AIM -
Answer the following questions using the text on words and phrases from Succession.
1. What did Brian Cox wear to the season premiere?
2. How are ortolans traditionally prepared?
3. In business terminology, what is a bear hug?

Whether you’re a con-head or a slime puppy, fans of HBO’s Succession know that no one can turn a phrase—especially a profane one—like the show’s writers. The drama, which features the members of the Roy family plotting for control over the family media empire, won awards for the whip-smart, hilarious dialogue of its first two seasons, going way beyond the strings of emphatic “f*ck off”s the show is known for. (Although there are quite a lot of those: in fact, star Brian Cox wore the signature phrase on a mask to the season premiere.) After a hiatus of over two years, Succession will be back for its third season on Sunday; in anticipation, we’ve gathered some of our favorite words and phrases from the show so far. 

ortolan

Greg: What’s ortolan?

Tom: It is a deep-fried songbird, eaten whole.

Season 1, Episode 6, “Which Side Are You On?” 

As Tom explains to a deeply uncomfortable Greg, the ortolan is a small songbird native to Europe that, for centuries, was a delicacy of French cuisine. While Tom is incorrect about the method of preparation – the birds are traditionally roasted after being drowned in armagnac brandy(!) – he is correct about the way they are eaten: with a napkin placed over the diner’s head and eyes, possibly to concentrate the eating experience, or to shield the diner from the judgment of God at such a shameful act. 

The killing and eating of ortolans is banned in the E.U., which has made the experience all the more rare– and, for some, more exclusive. In recent years, ortolan has been featured in the shows Billions and Hannibal as well as Succession.  The bird, its exclusivity, and the ritual around eating it are all ripe for symbolic usage: in Succession’s case, it represents the callous indulgences of the ultra-rich, and also echoes the way its characters turn a blind eye to wrongdoing at the Waystar/Royco corporation.

closed-loop system

Tom: It’s cool though, because it’s like I didn’t cheat, because all the sperm stayed in my own body. Like a closed-loop system

Season 1, Episode 8, “Prague” 

In engineering, a closed-loop system refers to electro-mechanical control systems that incorporate feedback in their own operation, like cruise control. In Succession, it’s Tom’s euphemism for a certain act (we won’t go into detail here) that’s definitely “a thing, there’s a word for it.” 

bear hug

Logan: This is a fucking bear hug?

Kendall: That’s right.

Season 1, Episode 10, “Nobody is Ever Missing”

Succession is, at least ostensibly, a show about business dealings, and for some viewers (including your author) the show serves as a crash course in corporate jargon. 

The end of Season 1 sees Kendall and Stewy attempting a hostile takeover of Waystar/Royco via bear hug, a move that is not at all cuddly as its namesake, and far more akin to the wrestling move of the same name. In business terminology, a bear hug is an acquisition strategy in which the offering company tries to buy the target company’s shares at a price well beyond market valuation.

ENTRIES PROVIDED -
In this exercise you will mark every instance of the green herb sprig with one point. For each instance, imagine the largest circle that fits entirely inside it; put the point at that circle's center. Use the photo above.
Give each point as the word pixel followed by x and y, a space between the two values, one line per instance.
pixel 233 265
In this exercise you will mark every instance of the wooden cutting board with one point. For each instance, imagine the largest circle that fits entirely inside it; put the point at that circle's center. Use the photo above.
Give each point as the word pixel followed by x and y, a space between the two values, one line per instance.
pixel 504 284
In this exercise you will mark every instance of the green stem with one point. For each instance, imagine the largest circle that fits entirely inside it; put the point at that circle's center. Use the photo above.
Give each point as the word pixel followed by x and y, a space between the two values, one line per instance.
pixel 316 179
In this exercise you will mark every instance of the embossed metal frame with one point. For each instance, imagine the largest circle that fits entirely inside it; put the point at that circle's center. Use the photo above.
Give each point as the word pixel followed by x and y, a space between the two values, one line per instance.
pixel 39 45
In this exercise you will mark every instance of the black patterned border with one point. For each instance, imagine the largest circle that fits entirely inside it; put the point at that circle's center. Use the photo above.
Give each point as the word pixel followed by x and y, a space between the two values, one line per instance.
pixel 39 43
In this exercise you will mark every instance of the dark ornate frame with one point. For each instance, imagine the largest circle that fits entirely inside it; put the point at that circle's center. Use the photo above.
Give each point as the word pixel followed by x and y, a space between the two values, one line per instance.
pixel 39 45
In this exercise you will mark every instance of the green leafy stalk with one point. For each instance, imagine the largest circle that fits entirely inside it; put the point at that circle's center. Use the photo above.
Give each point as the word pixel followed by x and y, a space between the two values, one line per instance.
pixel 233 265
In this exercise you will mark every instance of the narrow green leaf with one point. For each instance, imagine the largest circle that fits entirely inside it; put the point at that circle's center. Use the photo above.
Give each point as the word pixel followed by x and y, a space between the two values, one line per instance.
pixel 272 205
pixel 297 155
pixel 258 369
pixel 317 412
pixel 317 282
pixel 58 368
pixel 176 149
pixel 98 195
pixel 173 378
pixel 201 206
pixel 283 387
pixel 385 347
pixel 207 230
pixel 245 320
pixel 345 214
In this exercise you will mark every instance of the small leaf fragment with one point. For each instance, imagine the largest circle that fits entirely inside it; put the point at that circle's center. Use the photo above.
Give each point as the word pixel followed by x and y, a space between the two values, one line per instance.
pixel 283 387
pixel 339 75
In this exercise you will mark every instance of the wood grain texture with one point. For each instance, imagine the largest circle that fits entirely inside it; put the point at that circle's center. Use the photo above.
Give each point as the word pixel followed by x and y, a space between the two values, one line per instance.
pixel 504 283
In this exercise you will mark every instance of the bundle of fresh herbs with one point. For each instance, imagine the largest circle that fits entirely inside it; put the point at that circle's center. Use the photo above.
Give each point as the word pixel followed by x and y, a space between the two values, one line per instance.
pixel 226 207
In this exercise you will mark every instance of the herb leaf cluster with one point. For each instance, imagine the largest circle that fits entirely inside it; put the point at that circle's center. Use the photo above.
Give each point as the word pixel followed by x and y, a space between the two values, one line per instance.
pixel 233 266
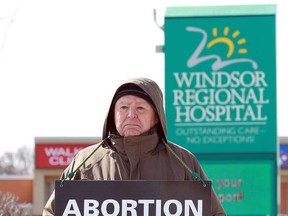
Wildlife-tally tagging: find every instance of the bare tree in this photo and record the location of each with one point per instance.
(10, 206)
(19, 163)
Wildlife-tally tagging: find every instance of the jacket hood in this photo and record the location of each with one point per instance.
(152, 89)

---

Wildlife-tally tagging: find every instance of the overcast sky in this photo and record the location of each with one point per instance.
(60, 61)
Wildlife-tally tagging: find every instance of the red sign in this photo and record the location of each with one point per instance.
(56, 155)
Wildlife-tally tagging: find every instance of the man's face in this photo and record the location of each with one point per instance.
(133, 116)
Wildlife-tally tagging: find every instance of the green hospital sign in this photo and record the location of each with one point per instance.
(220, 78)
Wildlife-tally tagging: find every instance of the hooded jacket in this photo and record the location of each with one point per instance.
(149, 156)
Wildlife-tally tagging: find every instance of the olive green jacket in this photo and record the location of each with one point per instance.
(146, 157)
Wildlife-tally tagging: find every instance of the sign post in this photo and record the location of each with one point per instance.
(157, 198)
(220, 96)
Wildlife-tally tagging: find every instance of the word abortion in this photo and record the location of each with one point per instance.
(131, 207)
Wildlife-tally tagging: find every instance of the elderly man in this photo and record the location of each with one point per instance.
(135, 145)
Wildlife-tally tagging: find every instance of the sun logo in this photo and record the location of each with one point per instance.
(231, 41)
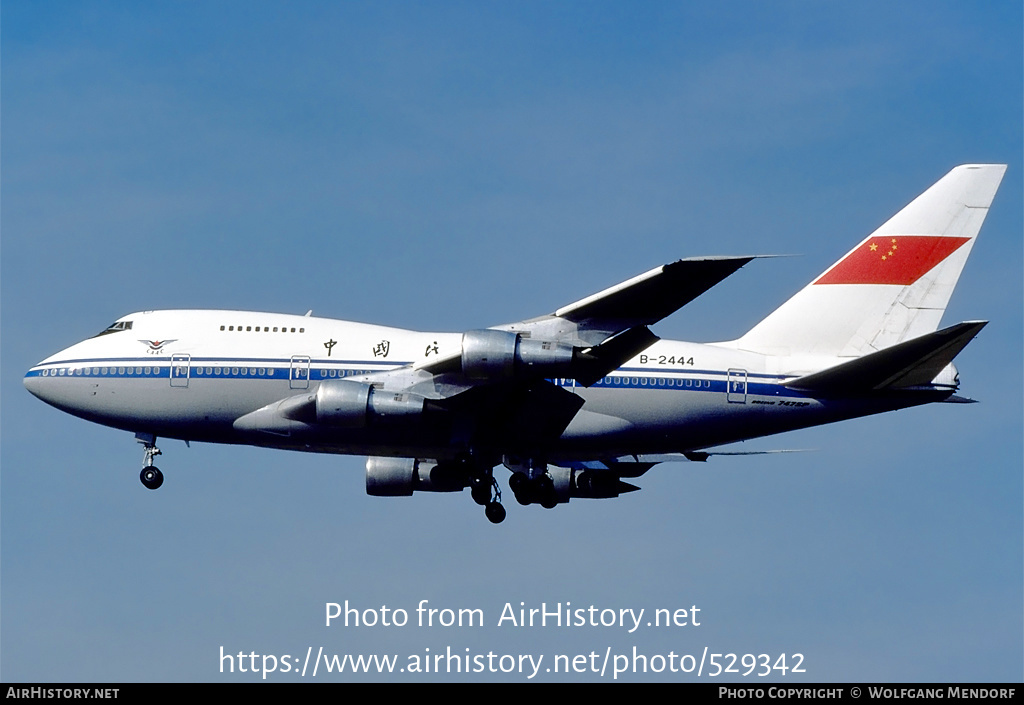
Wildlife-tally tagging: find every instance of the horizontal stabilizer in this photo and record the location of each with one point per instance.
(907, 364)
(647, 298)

==

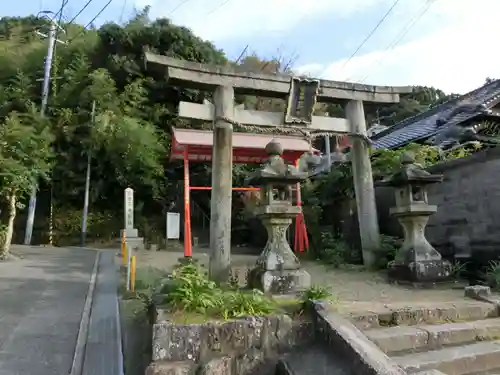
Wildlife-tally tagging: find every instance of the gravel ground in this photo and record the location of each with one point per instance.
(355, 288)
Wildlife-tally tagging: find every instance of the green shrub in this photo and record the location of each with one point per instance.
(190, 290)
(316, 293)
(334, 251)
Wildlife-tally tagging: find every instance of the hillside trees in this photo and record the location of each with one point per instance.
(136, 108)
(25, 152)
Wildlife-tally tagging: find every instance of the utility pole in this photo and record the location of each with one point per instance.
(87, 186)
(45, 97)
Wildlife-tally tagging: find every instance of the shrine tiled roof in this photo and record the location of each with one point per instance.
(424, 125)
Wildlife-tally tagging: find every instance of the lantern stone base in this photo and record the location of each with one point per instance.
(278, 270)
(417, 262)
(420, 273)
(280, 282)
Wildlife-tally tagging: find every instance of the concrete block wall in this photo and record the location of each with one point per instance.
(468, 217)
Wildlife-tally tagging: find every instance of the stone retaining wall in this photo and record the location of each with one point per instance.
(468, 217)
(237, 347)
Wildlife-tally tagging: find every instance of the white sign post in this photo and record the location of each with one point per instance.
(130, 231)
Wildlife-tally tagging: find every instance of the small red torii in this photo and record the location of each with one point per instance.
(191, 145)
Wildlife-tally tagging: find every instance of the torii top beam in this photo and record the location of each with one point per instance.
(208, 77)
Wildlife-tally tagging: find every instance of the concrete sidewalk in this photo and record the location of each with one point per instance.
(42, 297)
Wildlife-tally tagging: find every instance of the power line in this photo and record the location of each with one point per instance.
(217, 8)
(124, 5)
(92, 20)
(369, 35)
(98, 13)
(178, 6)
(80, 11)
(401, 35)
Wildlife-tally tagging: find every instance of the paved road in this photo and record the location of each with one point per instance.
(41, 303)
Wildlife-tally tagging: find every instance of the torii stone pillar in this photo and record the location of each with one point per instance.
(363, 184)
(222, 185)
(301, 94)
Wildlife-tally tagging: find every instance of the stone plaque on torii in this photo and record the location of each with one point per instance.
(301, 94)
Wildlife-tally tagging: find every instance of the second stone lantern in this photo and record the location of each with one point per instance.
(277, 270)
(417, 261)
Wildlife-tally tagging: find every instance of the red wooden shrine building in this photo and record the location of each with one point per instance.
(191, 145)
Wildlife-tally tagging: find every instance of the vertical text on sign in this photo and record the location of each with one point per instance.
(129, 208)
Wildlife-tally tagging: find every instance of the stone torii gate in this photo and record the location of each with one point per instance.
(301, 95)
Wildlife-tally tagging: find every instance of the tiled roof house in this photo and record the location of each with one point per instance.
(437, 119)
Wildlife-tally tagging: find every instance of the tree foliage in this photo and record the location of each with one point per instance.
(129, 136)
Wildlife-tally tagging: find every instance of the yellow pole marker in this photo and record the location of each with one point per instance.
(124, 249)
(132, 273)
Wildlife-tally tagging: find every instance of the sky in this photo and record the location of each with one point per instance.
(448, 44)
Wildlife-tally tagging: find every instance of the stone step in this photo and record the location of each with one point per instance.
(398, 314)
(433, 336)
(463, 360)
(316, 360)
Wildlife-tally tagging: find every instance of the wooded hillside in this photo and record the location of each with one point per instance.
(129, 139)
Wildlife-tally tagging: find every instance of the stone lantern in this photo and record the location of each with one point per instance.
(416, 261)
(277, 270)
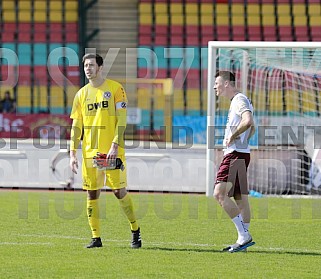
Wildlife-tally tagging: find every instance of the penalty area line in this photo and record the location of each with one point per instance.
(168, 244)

PROBLEM SOLUTION -
1. A mask bearing the show's signature phrase.
2. They are roasted after being drowned in armagnac brandy.
3. An acquisition strategy in which the offering company tries to buy the target company's shares at a price well beyond market valuation.